=== Problem ===
Continue the article on the 2014 European Parliamentary election results from the point where it stops.

--- Selected extract Enclosed Below ---

European Parliamentary elections results – what’s next?


The European Parliamentary elections were held across 28 Member States on 22-25 May 2014. The run up to the elections was topic of many discussions, as many predicted a land-slide victory for Eurosceptic parties.  However in general, the division of power staid more or less the same as before – no great fireworks.

This is not to say that Eurosceptic parties did not win – parties such as the Front National and UKIP became the largest parties in France and the UK respectively. The Dutch Freedom Party lost a seat, contrary to the expectations. The German AfD, the only German Eurosceptic party, gained seven seats. It was nevertheless still the European People’s Party who stayed the largest, followed by the Socialists and Democrats, then followed on an enormous distance by ALDE.

--- End of Enclosed Selected extract ---
--- Data extracts Enclosed Below ---

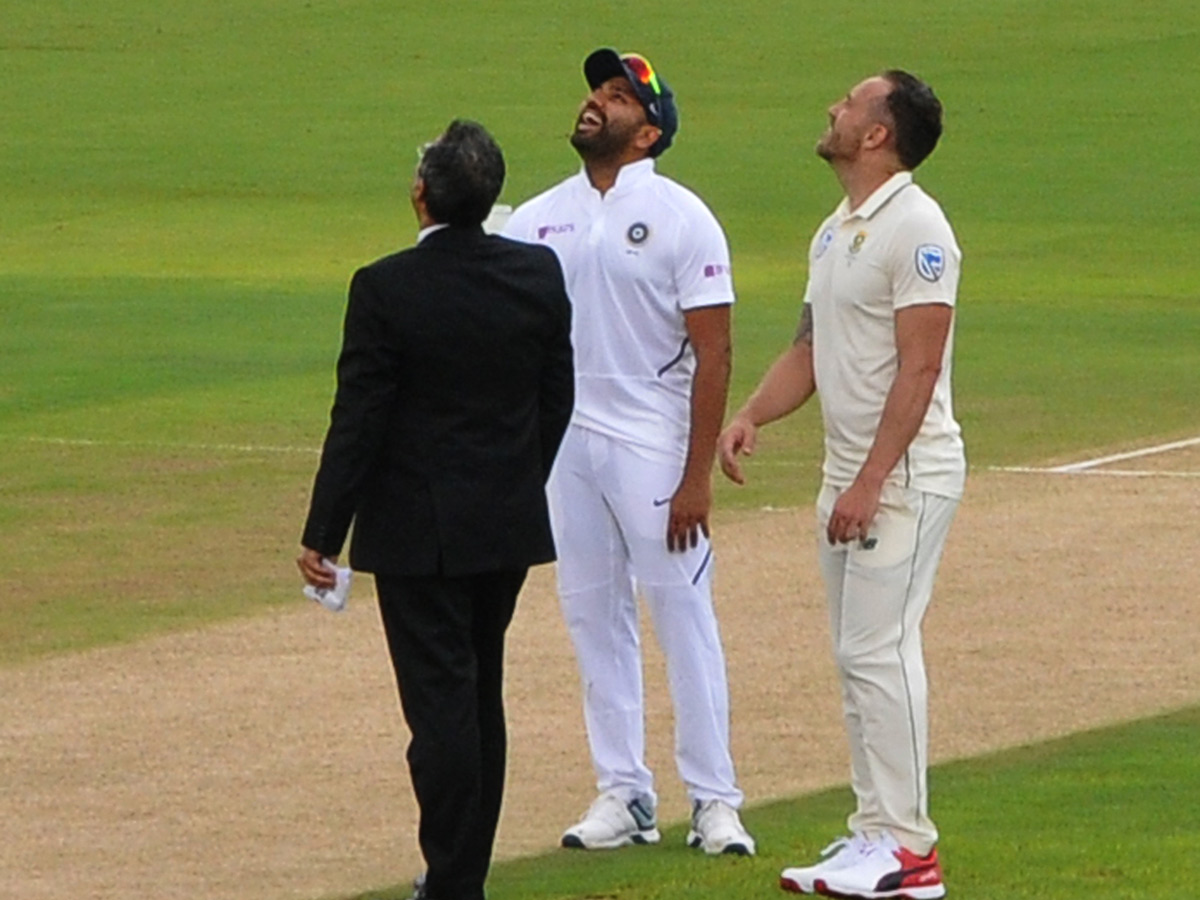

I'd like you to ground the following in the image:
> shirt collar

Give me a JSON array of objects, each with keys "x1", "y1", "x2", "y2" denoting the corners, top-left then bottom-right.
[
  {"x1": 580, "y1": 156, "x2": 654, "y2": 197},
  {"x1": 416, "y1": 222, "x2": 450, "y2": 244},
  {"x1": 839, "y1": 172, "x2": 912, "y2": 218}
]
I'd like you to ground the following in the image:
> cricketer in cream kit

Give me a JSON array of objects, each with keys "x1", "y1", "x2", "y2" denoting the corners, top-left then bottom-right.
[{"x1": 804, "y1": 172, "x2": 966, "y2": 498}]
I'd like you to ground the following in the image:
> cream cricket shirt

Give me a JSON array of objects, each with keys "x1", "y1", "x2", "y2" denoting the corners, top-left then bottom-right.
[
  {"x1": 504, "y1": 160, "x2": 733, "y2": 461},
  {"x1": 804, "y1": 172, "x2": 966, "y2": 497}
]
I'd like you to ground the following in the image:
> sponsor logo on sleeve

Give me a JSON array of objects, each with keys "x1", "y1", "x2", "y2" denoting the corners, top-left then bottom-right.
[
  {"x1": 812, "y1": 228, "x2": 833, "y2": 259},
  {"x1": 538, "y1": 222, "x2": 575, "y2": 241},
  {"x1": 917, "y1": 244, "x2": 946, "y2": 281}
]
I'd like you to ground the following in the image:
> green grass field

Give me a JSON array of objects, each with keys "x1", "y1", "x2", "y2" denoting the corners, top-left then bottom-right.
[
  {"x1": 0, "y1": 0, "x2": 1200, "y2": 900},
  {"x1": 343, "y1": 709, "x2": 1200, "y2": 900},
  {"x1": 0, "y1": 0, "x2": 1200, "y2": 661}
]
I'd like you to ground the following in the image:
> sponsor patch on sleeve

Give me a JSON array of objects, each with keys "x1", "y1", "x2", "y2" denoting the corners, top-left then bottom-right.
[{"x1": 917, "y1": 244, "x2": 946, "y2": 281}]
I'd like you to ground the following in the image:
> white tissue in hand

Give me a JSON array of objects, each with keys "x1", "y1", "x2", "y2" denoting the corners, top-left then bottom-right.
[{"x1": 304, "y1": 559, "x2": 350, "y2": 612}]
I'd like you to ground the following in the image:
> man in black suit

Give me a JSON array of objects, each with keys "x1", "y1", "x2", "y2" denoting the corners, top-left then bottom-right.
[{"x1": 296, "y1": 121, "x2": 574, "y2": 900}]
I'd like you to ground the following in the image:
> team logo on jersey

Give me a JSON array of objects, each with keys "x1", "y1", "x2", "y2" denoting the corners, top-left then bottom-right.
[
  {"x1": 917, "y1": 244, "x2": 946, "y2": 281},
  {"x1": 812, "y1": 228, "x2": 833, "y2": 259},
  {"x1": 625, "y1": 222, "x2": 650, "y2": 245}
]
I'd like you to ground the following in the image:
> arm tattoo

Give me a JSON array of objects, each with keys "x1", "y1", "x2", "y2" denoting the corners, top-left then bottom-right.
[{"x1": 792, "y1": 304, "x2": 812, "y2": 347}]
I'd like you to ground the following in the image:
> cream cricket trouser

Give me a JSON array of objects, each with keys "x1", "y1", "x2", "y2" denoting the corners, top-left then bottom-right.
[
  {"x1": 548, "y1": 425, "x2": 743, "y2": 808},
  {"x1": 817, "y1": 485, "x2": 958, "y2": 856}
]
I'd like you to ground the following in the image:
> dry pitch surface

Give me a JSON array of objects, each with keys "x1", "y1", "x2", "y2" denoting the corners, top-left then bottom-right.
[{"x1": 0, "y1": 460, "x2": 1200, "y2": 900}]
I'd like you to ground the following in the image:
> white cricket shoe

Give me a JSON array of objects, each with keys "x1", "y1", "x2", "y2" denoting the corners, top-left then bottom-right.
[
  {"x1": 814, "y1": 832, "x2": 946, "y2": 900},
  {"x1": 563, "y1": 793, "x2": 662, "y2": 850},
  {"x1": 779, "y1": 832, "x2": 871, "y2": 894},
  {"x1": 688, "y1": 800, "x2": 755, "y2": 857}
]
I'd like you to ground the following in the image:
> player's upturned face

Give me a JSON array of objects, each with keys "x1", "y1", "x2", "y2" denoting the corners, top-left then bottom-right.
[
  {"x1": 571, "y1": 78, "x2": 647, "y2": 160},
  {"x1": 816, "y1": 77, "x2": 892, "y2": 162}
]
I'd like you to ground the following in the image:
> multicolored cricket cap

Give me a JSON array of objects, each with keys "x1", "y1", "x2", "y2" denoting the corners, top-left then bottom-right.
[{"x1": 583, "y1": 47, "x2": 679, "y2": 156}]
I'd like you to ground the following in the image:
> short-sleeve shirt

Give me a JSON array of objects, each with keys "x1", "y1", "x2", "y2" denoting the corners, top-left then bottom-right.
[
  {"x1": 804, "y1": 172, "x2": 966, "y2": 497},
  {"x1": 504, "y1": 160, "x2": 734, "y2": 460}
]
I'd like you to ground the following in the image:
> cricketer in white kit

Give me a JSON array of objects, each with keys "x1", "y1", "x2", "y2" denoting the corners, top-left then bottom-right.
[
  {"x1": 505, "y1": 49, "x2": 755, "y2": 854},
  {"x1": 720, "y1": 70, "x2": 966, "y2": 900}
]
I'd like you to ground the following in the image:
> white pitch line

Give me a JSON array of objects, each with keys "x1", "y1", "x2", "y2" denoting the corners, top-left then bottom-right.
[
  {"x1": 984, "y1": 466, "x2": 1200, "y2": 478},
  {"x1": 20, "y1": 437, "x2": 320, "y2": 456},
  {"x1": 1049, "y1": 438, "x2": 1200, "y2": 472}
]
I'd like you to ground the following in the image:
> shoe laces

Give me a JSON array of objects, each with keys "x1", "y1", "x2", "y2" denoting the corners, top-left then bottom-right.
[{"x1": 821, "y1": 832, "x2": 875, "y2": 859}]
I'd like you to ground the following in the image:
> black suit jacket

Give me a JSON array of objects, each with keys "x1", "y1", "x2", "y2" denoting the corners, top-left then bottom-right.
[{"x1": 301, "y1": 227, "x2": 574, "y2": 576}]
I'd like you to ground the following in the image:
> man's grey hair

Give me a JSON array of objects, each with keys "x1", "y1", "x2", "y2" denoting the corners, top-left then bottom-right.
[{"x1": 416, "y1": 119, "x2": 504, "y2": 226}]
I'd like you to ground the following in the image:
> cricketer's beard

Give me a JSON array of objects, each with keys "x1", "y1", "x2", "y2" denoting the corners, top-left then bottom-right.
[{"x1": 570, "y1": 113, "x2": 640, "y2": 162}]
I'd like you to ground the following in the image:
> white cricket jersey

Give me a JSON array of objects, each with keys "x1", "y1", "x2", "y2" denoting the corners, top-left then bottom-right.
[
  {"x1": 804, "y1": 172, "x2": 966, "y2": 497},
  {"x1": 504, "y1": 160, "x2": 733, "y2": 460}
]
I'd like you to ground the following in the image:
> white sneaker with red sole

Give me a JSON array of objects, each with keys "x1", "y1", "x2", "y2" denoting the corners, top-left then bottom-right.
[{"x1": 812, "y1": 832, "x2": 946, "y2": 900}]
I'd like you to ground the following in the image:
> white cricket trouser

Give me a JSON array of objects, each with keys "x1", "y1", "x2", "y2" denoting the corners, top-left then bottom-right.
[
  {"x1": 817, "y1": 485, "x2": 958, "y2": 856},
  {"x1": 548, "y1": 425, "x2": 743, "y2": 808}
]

--- End of Enclosed Data extracts ---
--- Data extracts Enclosed Below ---

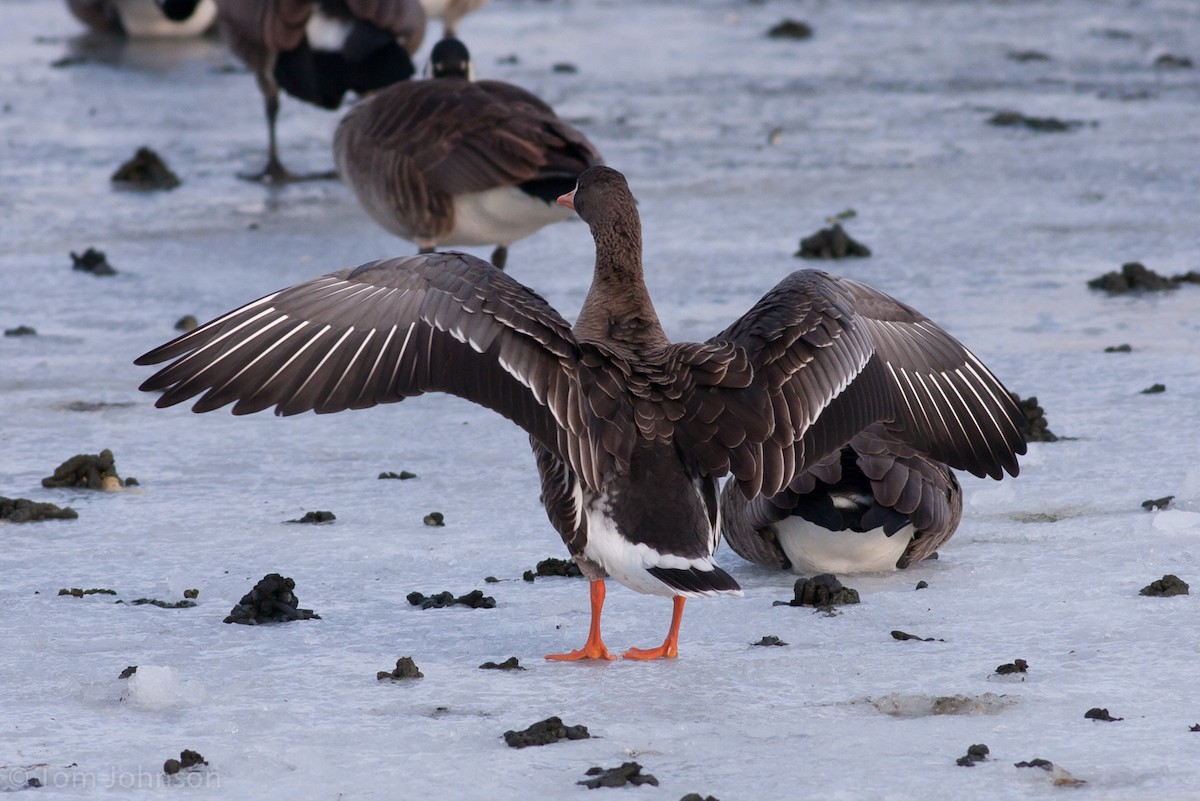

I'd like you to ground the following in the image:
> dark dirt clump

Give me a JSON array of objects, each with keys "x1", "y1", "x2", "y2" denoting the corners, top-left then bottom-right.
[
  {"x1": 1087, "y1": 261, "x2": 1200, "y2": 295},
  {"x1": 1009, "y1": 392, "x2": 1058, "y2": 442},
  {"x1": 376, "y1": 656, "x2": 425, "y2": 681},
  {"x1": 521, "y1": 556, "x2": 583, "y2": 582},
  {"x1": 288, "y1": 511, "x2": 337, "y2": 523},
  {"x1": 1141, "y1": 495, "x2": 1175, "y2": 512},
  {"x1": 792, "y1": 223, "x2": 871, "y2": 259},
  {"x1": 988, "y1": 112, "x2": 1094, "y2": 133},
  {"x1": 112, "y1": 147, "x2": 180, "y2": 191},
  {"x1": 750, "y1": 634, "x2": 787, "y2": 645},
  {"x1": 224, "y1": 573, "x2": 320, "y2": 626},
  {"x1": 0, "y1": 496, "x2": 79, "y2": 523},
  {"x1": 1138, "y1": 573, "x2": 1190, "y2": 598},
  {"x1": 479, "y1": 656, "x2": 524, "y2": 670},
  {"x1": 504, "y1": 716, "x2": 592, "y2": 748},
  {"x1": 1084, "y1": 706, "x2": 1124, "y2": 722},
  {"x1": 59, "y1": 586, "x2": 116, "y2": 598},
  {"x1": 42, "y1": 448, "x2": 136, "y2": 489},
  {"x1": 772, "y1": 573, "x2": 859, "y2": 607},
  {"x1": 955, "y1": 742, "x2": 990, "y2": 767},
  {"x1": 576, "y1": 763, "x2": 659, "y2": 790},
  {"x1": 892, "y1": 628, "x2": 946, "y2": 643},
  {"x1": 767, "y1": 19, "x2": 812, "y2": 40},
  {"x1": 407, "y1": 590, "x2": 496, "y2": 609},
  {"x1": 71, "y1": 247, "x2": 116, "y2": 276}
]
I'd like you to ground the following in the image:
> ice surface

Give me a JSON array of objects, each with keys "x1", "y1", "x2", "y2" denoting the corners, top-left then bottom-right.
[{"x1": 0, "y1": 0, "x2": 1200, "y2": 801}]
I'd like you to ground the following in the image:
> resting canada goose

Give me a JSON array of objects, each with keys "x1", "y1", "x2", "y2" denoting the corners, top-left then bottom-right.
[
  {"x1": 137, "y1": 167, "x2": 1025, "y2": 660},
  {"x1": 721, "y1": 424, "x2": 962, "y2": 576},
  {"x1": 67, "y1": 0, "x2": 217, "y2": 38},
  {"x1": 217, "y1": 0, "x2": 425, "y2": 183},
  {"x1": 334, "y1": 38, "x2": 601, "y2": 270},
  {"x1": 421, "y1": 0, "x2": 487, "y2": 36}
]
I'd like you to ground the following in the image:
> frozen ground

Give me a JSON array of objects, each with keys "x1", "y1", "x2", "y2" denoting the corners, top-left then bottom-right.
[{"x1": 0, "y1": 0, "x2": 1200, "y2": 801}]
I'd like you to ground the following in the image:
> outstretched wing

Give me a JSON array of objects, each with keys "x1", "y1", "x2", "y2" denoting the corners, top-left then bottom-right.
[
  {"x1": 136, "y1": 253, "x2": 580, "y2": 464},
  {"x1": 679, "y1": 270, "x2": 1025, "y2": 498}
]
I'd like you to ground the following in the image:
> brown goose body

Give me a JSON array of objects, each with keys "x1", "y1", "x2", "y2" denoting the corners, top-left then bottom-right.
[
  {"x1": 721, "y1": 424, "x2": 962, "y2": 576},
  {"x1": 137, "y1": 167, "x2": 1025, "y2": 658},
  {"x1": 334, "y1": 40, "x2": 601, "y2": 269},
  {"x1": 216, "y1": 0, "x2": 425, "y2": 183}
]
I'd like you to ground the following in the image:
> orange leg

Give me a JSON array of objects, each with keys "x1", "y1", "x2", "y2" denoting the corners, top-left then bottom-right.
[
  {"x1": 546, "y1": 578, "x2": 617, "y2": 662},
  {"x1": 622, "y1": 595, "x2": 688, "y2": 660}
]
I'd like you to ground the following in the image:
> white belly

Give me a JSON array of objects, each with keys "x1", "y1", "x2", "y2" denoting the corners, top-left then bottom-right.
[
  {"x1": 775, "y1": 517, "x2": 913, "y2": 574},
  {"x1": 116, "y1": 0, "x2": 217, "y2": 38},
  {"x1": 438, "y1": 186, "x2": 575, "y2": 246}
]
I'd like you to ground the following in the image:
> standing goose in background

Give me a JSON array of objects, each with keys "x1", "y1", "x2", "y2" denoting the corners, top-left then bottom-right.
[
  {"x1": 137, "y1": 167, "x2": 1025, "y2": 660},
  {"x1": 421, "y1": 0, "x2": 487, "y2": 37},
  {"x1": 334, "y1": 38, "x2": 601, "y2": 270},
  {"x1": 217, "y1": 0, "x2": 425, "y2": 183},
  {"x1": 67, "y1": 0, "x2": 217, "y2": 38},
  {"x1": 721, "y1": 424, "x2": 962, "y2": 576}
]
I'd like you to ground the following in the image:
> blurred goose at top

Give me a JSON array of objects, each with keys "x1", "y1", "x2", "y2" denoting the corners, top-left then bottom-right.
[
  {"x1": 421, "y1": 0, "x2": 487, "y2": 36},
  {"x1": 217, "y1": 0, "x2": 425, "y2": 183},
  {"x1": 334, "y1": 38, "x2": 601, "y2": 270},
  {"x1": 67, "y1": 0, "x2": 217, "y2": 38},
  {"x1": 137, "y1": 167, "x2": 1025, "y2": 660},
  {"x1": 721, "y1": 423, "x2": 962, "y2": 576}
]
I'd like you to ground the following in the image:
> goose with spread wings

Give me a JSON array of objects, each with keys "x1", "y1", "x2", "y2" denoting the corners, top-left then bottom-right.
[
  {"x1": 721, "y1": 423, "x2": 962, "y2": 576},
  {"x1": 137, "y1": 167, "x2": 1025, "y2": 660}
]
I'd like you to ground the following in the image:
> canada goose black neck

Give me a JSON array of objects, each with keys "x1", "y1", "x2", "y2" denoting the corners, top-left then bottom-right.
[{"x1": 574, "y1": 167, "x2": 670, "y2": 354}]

--- End of Enclosed Data extracts ---
--- Data extracts Enclosed Below ---

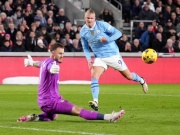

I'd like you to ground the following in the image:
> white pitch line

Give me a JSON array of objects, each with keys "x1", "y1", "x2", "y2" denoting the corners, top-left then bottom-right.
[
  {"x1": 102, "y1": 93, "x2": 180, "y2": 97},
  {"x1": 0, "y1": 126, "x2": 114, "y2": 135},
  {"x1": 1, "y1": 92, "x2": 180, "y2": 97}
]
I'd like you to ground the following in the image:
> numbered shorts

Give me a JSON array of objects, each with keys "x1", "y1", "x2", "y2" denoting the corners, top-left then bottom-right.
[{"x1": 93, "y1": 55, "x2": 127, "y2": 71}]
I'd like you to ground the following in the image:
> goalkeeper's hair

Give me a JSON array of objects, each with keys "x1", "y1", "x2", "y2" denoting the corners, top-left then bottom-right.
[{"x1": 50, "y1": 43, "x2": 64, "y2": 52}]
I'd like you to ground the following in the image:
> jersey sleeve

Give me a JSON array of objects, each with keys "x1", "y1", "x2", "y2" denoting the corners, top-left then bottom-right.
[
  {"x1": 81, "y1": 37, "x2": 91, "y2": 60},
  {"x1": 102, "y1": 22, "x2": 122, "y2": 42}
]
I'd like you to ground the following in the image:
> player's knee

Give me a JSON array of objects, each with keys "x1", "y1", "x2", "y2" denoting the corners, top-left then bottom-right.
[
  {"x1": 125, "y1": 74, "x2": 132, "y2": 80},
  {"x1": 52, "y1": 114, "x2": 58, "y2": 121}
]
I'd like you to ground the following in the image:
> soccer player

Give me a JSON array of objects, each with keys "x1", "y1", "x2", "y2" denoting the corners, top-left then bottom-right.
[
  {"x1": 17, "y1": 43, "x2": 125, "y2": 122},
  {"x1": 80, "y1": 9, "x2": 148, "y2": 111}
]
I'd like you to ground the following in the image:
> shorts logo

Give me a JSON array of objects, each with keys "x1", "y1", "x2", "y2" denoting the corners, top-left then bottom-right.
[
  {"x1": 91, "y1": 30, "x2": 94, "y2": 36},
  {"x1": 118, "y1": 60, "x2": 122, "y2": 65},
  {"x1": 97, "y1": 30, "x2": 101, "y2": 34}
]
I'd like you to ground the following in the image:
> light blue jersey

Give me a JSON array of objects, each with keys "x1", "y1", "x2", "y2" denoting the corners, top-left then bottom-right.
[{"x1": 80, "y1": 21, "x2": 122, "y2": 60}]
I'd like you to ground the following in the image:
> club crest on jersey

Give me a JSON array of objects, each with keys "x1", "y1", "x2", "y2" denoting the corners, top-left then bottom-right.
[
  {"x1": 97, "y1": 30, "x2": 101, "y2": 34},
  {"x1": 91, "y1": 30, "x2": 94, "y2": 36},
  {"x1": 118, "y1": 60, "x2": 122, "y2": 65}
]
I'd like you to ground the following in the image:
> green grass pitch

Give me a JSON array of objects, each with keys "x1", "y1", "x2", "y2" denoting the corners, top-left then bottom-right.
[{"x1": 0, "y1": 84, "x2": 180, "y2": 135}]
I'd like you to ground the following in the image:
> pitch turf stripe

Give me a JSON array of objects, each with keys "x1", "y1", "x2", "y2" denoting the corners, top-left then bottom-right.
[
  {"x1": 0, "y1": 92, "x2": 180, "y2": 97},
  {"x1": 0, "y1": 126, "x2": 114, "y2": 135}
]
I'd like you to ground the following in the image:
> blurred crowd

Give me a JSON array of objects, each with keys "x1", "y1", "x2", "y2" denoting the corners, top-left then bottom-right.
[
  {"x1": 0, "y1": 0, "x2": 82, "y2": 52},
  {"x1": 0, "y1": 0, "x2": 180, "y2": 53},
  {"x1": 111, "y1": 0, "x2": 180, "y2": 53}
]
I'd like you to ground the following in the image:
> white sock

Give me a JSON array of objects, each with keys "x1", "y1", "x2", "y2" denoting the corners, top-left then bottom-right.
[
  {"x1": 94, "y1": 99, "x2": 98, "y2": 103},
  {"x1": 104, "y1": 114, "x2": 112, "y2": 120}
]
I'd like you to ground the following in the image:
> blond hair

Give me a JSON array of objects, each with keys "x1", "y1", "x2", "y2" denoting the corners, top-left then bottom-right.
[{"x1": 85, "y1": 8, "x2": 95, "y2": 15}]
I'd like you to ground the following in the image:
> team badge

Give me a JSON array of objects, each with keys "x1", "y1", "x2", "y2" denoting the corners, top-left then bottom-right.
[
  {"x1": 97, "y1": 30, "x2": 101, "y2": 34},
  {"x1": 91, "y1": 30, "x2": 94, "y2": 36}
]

--- End of Enclosed Data extracts ---

=== Answer section ===
The prospected impact for policy making with this outcome is negligible. Although Eurosceptic parties are not famous for their cooperation and open ears to stakeholders, they do not have that much to say. What will cause more headache is who will become the next President of the European Commission. EU Heads of State met in Brussels on May 27th to share their analyses on the outcome of the elections.

The Lisbon Treaty states that the European Parliament should have some say in the appointment of the next President, but since this is the first time in history, it is unclear what that exactly means. If the EP would have a say, Jean-Claude Juncker (EPP) would be the most logical successor the President Barosso. However, certain European leaders have already uttered their concerns with the appointment of Mr. Juncker, who is to pro-European as he has a past as leader of the Eurogroup – so goes the argument of UK Prime Minister David Cameron. Thus in the coming time it will be gossiping who will succeed Barosso – Christine Lagarde of the IMF, current President of the Eurogroup Jeroen Dijsselbloem or the Polish Prime Minister Donald Tusk perhaps?

Nobody knows, and negotiations are under way. President of the Council Herman Van Rompuy was assigned with the task to explore who could take the place of Commission President.